**Exercise directions:**
Only lines containing the word "canopy" belong in the answer; copy each one from the records.

Point localization data:
^^^^^^^^

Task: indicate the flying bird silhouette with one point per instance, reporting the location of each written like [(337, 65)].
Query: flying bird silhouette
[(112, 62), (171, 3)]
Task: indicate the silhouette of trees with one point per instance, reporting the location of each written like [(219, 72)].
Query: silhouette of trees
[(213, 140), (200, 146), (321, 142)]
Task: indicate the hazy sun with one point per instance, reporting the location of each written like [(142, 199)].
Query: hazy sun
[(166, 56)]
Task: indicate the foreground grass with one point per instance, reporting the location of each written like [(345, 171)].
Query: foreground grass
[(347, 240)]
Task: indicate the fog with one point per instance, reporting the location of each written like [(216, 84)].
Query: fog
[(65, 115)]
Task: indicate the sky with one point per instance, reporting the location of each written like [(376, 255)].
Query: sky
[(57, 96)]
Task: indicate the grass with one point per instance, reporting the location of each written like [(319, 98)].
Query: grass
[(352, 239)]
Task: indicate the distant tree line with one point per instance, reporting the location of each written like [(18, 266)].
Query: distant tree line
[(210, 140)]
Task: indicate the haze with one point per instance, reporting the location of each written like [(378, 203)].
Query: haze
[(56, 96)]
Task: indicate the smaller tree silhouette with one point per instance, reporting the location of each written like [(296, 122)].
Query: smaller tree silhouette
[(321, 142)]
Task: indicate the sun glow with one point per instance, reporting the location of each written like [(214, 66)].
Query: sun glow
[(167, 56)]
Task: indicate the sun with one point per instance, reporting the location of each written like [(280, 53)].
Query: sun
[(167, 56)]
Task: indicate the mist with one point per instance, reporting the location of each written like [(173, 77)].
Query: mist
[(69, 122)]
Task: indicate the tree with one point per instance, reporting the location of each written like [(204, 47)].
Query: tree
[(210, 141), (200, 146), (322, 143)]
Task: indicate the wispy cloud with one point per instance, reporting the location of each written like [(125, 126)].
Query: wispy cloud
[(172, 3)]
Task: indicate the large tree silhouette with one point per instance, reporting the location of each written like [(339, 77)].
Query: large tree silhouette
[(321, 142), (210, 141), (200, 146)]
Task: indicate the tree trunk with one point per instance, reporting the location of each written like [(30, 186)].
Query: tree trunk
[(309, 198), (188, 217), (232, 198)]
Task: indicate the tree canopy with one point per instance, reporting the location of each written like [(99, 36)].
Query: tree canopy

^^^^^^^^

**Answer:**
Task: indicate the tree canopy with one point per instance, reporting the location of each written like [(99, 36)].
Query: tree canopy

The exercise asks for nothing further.